Given request a: According to the article, what did Eisenhower say we pay for a single fighter plane with?

Source document:
Putin: “Let go of old phobias in international relations”
Eisenhower: “All peoples come to live together in a peace”
Re-reporting, editing by Carolyn Bennett
Today a billion people across the world suffer hunger or
famine yet the U.S. and its allies instead of relieving suffering create it
with regressive policies and incessant violence.
Instead of taking the best of practices and policies from
the past and pushing progressively forward, in the best way, the United States
trends backward in domestic affairs and global relations.
The 34th U.S. president, Dwight David Eisenhower said:
Every gun that is made, every
warship launched, every rocket fired signifies, in the final sense, a theft
from those who hunger and are not fed, those who are cold and are not clothed.
. . .
We pay for a single fighter plane
with a half million bushels of wheat.
We pay for a single destroyer with
new homes that could have housed [thousands, millions].
State of the U. S. Union: Education breakdown
When
you look at the [various foundations] it's clear that there is a very explicit
agenda driven by a lot of very wealthy people often from the hedge fund and
tech industries …there is probably a lot of good intent but also a very narrow
worldview. ─
Queens College Sociology Professor
Robin Rogers
The drive to privatize public schools is not confined to
Chicago, where teachers today are on strike. It is happening across the United
States. Once a Republican policy, privatization, the further breakdown, of U.S.

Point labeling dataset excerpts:

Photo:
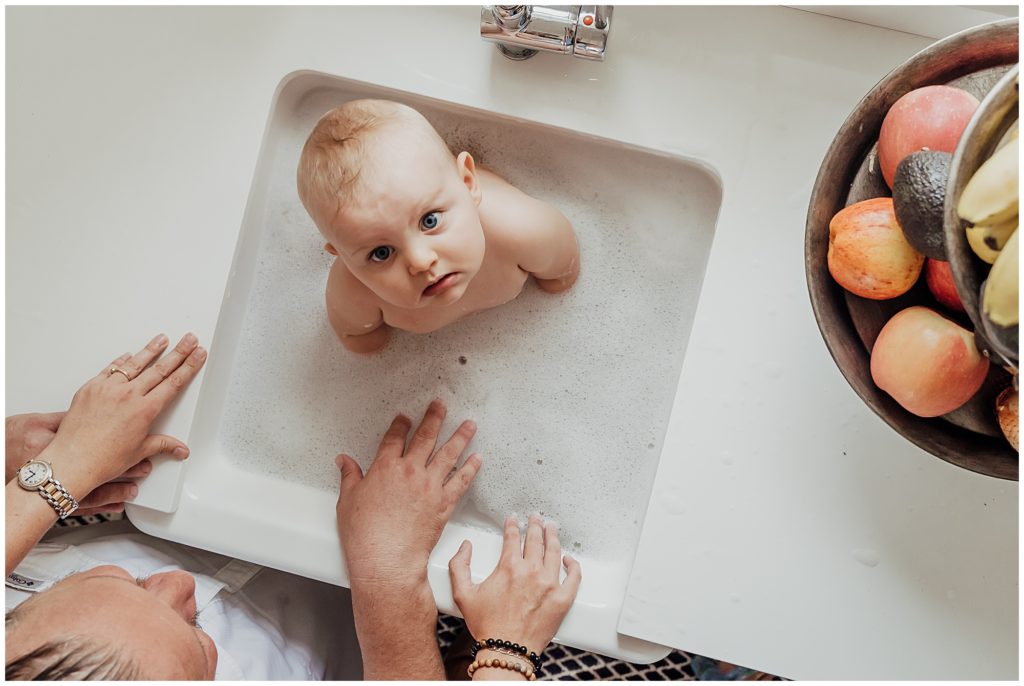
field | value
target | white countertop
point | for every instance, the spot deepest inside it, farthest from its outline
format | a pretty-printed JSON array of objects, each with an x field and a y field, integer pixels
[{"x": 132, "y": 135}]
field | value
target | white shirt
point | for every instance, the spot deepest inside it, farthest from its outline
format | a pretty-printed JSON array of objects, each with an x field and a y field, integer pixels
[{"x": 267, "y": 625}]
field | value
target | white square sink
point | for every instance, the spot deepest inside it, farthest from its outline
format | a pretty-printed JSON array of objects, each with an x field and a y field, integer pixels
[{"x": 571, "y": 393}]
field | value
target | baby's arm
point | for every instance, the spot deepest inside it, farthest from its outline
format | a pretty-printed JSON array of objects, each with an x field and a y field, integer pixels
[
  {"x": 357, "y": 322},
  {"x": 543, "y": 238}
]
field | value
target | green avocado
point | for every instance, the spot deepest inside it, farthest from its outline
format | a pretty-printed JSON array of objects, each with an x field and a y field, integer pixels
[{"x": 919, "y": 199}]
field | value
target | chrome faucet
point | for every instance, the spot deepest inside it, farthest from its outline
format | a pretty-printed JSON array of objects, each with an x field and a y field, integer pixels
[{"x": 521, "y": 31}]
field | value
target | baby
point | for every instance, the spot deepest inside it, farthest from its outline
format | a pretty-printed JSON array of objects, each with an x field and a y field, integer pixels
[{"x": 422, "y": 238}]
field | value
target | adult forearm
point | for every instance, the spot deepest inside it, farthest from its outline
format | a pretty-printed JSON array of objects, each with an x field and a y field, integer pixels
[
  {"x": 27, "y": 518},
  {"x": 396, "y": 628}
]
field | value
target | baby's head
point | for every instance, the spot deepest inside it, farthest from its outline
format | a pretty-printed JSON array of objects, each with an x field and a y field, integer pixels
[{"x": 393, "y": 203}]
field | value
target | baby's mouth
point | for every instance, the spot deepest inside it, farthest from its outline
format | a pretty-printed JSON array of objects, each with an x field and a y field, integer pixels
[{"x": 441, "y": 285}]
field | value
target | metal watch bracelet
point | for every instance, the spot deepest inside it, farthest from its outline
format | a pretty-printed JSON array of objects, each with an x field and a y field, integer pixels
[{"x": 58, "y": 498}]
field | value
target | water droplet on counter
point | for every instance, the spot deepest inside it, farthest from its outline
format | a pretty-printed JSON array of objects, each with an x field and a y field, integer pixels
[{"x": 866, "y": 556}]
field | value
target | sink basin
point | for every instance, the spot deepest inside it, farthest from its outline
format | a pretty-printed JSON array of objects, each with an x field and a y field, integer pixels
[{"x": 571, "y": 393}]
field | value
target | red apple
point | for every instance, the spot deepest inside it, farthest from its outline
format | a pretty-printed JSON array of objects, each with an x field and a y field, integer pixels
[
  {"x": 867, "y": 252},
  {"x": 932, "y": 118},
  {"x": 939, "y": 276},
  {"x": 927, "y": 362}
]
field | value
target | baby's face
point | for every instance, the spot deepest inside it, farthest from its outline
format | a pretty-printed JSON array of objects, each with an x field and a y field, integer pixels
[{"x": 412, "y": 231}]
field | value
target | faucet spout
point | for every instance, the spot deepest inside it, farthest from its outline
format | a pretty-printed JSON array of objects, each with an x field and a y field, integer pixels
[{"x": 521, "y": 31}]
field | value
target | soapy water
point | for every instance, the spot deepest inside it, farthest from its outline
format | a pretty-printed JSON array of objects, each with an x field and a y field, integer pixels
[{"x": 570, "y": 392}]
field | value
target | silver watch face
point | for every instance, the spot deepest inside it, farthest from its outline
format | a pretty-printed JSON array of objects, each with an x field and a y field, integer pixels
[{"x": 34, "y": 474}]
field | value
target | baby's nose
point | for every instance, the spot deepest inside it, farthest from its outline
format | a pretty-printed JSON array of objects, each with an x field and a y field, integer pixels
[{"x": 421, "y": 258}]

* * *

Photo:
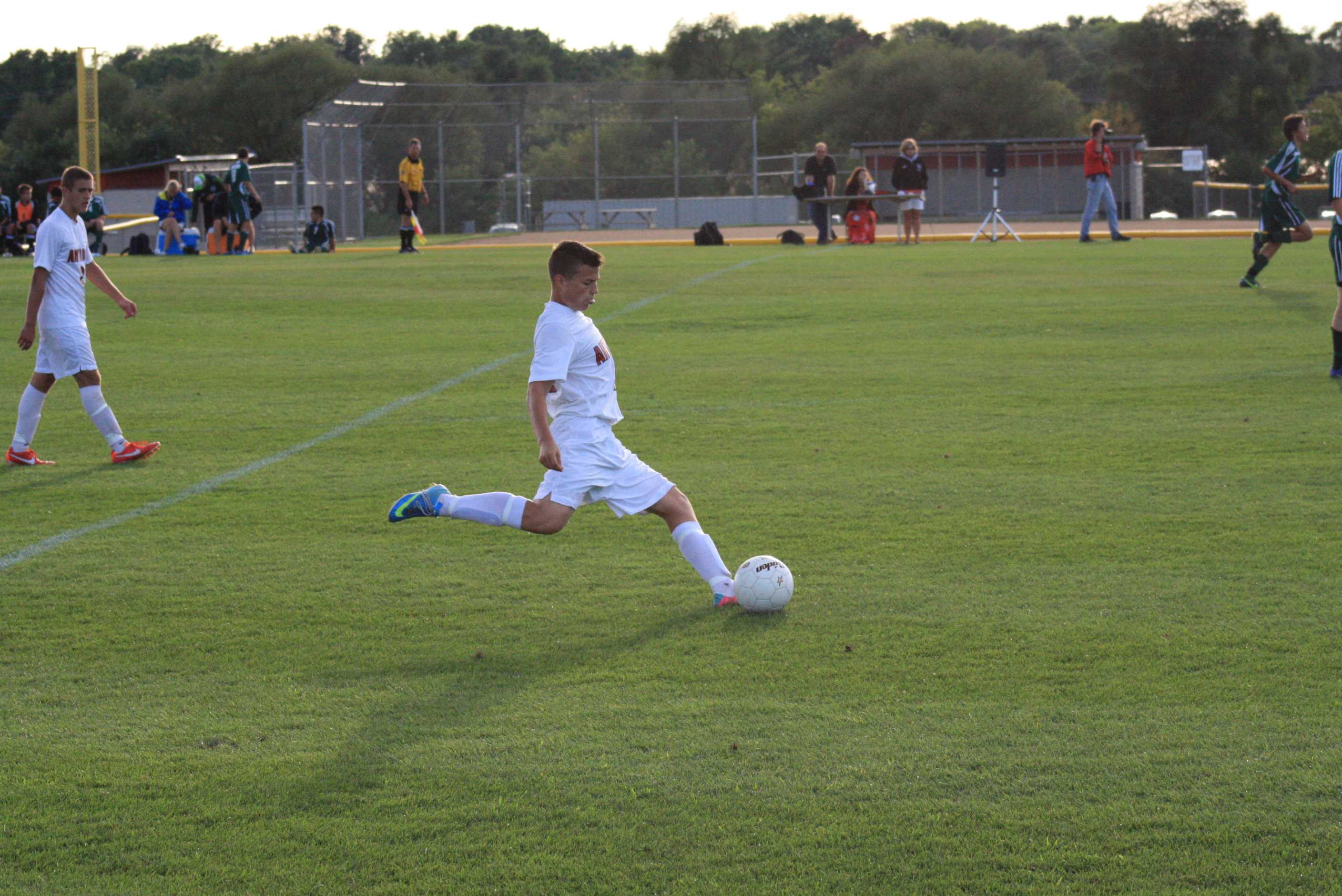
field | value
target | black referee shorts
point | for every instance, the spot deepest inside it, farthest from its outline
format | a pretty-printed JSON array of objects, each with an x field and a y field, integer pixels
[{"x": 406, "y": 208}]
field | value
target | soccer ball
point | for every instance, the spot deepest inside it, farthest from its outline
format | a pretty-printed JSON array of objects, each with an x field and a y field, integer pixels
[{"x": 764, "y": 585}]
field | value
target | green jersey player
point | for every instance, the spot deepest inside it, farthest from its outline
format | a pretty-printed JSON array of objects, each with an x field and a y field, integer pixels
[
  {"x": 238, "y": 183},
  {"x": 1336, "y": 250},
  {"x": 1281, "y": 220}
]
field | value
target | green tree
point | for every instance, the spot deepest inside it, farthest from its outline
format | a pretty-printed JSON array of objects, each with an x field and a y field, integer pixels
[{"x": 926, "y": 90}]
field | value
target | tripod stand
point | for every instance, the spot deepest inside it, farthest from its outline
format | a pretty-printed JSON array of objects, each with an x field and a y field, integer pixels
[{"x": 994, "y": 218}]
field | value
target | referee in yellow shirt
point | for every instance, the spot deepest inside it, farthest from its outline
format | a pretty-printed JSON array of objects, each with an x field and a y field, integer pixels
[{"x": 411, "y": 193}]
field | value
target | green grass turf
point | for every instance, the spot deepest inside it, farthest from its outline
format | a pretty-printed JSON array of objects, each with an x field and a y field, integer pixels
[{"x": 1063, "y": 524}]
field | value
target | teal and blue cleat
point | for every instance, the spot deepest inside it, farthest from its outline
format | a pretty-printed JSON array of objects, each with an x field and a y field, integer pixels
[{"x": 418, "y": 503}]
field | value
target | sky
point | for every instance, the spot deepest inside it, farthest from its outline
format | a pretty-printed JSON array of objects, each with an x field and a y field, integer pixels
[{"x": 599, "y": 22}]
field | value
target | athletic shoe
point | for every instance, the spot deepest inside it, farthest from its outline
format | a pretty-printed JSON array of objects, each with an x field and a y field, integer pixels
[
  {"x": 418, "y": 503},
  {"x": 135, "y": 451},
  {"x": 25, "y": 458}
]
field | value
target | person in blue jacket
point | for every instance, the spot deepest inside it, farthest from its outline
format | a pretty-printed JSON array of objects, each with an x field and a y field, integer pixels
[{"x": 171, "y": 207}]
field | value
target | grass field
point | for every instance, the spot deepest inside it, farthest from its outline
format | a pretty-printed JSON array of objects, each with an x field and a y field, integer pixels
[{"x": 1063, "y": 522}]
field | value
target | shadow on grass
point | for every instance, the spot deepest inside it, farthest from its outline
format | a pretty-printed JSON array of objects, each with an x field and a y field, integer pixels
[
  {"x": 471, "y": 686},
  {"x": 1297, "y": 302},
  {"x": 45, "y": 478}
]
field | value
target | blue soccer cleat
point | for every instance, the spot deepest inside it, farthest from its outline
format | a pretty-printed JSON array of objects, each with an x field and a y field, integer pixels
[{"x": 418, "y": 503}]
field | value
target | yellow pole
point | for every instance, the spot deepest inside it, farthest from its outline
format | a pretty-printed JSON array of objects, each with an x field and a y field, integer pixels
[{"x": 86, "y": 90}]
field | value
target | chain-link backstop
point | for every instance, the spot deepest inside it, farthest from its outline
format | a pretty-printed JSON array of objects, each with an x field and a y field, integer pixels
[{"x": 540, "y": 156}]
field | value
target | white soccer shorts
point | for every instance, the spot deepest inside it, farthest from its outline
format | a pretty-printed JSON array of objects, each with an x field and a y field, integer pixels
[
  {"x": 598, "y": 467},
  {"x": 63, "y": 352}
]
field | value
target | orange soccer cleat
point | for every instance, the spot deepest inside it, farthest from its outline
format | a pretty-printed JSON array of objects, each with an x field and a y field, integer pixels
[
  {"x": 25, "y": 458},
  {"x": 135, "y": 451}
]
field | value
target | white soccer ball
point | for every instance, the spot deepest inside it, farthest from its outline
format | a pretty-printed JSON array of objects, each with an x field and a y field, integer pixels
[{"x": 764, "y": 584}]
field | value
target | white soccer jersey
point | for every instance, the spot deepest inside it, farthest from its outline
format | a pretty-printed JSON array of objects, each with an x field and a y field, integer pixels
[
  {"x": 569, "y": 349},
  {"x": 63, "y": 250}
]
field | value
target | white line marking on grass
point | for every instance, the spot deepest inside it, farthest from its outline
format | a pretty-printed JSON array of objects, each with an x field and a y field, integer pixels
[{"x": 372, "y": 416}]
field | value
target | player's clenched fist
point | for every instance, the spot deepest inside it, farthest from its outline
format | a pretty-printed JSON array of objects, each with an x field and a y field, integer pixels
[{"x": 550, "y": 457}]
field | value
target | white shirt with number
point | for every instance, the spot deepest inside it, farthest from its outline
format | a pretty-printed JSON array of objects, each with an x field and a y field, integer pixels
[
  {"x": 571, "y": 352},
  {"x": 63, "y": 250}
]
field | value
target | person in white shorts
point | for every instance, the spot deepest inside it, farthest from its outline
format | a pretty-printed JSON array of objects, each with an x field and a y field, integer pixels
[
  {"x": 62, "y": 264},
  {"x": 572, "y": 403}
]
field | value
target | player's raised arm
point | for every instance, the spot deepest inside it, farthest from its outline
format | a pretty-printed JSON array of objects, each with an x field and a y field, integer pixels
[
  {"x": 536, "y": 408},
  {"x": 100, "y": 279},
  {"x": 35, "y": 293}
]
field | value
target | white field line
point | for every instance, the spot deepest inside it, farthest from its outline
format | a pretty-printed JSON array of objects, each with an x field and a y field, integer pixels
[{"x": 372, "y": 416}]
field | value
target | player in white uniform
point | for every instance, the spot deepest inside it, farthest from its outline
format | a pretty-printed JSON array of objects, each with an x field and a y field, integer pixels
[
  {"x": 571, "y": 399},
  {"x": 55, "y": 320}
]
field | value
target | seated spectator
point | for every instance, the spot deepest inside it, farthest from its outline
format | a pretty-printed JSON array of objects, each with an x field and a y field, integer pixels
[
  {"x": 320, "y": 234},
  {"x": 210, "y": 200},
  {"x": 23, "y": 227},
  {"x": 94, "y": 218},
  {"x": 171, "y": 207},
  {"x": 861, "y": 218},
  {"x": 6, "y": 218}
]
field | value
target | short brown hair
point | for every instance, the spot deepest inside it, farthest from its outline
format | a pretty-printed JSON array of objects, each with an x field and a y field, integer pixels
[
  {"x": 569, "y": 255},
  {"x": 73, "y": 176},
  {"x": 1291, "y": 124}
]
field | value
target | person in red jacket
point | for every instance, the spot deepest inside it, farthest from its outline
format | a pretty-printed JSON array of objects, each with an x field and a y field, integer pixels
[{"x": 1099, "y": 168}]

Given request b: Count the lines in the records that contain the word "ball". Reply with the number only.

Expected answer a: A half million bushels of wheat.

Expected answer b: 2